§ Excerto do texto
* * * *

Acesso à hierarquia superior.

Fabrico Tradicional do Azeite em Portugal (Estudo Linguístico-Etnográfico), Aveiro, 2014, XIV+504 pp. ©

 

IX

OUTROS ELEMENTOS DO LAGAR

 

OS QUARTOS PARA OS MESTRES

Durante cerca de um ano visitámos um elevado número de lagares em vários distritos da metade norte de Portugal. Compulsámos, lemos e seleccionámos uma grande quantidade de bibliografia relacionada com o tema que nos interessava. Nunca tivemos a oportunidade de encontrar qualquer referência a espaços reservados para descanso dos mestres e restantes empregados do lagar. Todavia, encontrámos uma construção peculiar, em madeira, destinada ao descanso dos trabalhadores, em três lagares tradicionais do distrito de Coimbra: dois no concelho de Penacova, em Ribeira (freg. S. Paio) e Varrelas (freg. Carvalho); um no concelho de Coimbra, em Pereiro, P. 262 (freg. Souselas).

 

 
 

Figura 155: Aspecto geral do lagar de Pereiro, P. 262. À direita, o moinho; em segundo plano, os fusos das prensas; a seguir, a fornalha, tendo de cada lado uma tarefa; ao fundo, encostada ao canto da parede, a zona de descanso dos empregados.

 

No lagar de Pereiro, do qual apresentamos uma panorâmica geral obtida a partir do largo portão de entrada, reproduzida na figura 155 , a zona de descanso do pessoal é formada por uma rudimentar plataforma de madeira, encostada à parede, ocupando o espaço entre as agulheiras ou sacos da vara da esquerda e o telhado. Por meio de uma escada de madeira é possível aceder à plataforma de secção rectangular, onde dois ou três homens podem dormir. Um frágil «corrimão» de madeira fixo aos lados da plataforma funciona como precária protecção, evitando quedas acidentais. Trata-se, pois, de uma tosca construção sem qualquer comodidade e isolamento, na qual os seus utilizadores ficarão expostos aos olhares indiscretos e às correntes de ar que se farão sentir através das telhas, uma vez que o recinto de laboração do lagar não está protegido por um forro.

 

 
 

Figura 156: Quarto para descanso dos empregados do lagar de Varrelas, freg. Cavalho, conc. Penacova, dist. Coimbra.

* * * *

§ Instruções do exercício
Copie, do texto sobre o fabrico tradicional do azeite, o trecho que abre com as palavras "No lagar de" e fecha com "por um forro.". Os registos que aparecem a seguir provêm de outra fonte.

* * * *

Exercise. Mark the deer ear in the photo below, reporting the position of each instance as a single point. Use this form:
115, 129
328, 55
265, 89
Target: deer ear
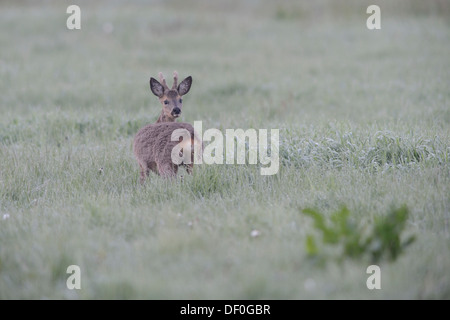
184, 86
156, 87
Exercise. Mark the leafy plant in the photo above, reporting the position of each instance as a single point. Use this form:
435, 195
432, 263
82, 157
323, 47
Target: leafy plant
383, 241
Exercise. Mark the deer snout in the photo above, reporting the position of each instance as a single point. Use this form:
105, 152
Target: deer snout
176, 111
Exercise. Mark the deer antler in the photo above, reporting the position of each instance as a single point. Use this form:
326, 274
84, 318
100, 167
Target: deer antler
175, 80
163, 81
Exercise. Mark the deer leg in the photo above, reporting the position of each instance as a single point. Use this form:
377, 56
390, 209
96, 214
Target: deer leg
152, 166
167, 170
144, 172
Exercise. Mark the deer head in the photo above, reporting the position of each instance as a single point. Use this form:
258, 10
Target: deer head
170, 98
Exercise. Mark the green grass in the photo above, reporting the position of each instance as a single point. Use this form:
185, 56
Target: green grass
364, 123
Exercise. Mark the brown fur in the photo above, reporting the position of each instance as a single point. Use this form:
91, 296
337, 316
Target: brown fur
152, 144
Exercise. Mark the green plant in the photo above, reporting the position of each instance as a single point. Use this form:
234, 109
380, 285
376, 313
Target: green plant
383, 241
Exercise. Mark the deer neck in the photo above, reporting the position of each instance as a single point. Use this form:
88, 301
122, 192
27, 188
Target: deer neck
164, 118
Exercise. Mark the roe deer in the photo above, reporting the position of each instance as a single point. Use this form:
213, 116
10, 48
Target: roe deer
152, 144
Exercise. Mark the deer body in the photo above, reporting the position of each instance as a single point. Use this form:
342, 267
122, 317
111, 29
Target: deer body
152, 144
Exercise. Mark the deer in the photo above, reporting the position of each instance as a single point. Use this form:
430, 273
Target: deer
153, 143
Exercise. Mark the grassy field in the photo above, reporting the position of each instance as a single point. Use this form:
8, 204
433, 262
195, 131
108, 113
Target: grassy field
364, 123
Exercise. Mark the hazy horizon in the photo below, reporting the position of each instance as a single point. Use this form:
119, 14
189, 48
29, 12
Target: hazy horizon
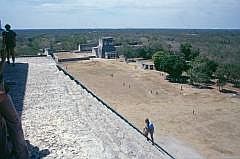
121, 14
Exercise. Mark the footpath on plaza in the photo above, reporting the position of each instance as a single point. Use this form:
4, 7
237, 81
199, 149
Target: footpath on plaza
62, 120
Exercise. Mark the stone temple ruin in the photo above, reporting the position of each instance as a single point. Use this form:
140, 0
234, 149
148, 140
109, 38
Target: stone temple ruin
104, 49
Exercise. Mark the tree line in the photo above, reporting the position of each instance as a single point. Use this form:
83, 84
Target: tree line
188, 66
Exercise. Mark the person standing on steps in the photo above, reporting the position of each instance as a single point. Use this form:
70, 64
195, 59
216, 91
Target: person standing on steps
149, 129
9, 43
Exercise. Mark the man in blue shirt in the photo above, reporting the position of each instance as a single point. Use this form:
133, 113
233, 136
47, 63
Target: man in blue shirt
149, 129
9, 43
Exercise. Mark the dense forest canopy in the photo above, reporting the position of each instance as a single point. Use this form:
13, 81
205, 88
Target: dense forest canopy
221, 46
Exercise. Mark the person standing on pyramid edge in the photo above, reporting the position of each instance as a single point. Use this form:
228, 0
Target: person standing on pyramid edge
9, 43
149, 129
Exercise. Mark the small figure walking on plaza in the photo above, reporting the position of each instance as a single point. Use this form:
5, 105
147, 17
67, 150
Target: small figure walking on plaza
149, 129
9, 43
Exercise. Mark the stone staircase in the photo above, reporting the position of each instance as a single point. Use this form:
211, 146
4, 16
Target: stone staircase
63, 118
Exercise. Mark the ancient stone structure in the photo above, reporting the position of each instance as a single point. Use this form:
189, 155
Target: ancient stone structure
85, 47
62, 120
106, 48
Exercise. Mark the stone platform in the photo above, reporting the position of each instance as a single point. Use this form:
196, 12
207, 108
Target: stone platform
62, 120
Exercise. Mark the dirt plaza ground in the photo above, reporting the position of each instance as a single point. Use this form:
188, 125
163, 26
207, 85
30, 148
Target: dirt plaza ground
204, 119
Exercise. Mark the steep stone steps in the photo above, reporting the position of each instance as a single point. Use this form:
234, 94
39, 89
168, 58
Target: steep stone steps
64, 118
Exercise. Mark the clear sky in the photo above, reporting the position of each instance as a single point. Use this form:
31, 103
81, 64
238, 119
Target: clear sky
78, 14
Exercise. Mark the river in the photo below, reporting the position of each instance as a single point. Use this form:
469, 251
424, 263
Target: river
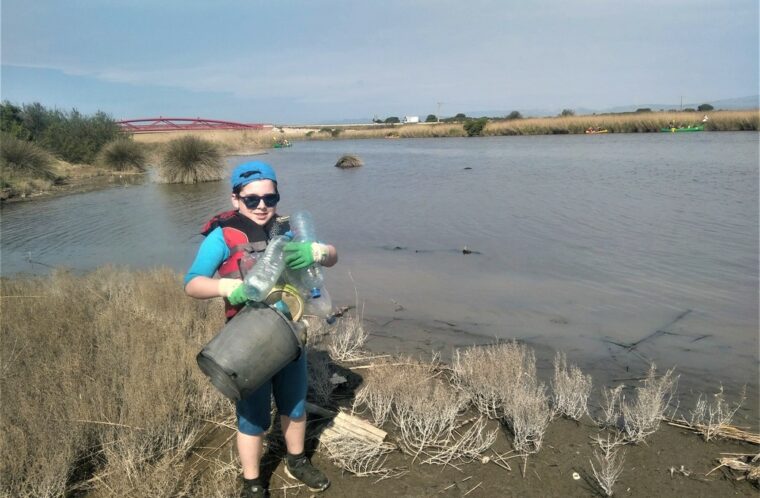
580, 243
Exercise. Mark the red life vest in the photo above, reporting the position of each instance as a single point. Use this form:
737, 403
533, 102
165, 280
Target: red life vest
244, 239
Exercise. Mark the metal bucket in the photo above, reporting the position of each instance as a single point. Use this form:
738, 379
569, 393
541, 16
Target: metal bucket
256, 344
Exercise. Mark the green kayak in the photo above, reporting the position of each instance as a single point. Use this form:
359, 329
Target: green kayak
683, 128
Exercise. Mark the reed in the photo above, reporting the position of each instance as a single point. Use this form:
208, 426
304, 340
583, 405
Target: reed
24, 159
191, 159
99, 383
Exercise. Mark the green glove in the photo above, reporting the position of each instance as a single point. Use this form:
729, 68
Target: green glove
238, 296
298, 255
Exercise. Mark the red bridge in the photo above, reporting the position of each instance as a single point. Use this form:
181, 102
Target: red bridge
147, 125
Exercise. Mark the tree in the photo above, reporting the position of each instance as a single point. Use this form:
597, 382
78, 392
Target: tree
474, 127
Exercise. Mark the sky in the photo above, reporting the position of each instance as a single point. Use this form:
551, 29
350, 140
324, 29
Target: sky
305, 61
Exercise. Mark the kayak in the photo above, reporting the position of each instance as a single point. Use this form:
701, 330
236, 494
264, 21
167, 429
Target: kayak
683, 128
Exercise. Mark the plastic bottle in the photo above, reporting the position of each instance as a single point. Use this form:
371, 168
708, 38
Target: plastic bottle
264, 275
310, 279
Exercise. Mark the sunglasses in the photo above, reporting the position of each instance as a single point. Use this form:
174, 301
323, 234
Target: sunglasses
252, 201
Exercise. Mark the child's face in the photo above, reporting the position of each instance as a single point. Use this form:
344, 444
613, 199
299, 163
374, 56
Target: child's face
260, 214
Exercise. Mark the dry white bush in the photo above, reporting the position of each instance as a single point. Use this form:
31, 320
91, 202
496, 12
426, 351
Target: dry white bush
359, 456
501, 381
347, 340
320, 386
468, 445
385, 380
376, 399
570, 389
710, 418
527, 416
642, 417
490, 374
610, 465
425, 413
610, 407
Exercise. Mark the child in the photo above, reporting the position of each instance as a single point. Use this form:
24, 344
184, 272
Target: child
233, 239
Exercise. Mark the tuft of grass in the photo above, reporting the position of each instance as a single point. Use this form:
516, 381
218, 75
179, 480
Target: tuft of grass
711, 418
24, 160
501, 380
571, 389
190, 159
107, 359
349, 161
642, 416
123, 154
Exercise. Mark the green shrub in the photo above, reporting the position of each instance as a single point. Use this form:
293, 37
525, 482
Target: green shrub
475, 127
77, 138
21, 158
191, 160
123, 154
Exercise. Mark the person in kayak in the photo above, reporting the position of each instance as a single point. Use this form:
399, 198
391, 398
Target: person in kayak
232, 238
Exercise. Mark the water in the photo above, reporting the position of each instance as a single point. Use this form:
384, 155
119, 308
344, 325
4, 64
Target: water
580, 241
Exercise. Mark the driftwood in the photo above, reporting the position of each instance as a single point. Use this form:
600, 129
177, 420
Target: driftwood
728, 431
343, 424
749, 466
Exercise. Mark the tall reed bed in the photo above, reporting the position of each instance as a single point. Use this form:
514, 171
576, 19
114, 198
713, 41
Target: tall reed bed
99, 383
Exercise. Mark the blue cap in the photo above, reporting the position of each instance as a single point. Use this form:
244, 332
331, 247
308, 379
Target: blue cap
251, 172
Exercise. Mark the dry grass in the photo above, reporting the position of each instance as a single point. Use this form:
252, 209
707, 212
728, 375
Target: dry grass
191, 160
502, 383
346, 340
712, 418
570, 389
123, 154
360, 457
642, 416
625, 123
349, 161
610, 466
101, 368
611, 410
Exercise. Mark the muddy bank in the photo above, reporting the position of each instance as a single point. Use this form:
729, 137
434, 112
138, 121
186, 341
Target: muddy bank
672, 462
395, 333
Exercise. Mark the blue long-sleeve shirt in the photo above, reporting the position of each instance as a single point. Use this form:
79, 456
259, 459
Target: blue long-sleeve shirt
210, 256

* * * *

§ Resposta do exercício
No lagar de Pereiro, do qual apresentamos uma panorâmica geral obtida a partir do largo portão de entrada, reproduzida na figura 155 , a zona de descanso do pessoal é formada por uma rudimentar plataforma de madeira, encostada à parede, ocupando o espaço entre as agulheiras ou sacos da vara da esquerda e o telhado. Por meio de uma escada de madeira é possível aceder à plataforma de secção rectangular, onde dois ou três homens podem dormir. Um frágil «corrimão» de madeira fixo aos lados da plataforma funciona como precária protecção, evitando quedas acidentais. Trata-se, pois, de uma tosca construção sem qualquer comodidade e isolamento, na qual os seus utilizadores ficarão expostos aos olhares indiscretos e às correntes de ar que se farão sentir através das telhas, uma vez que o recinto de laboração do lagar não está protegido por um forro.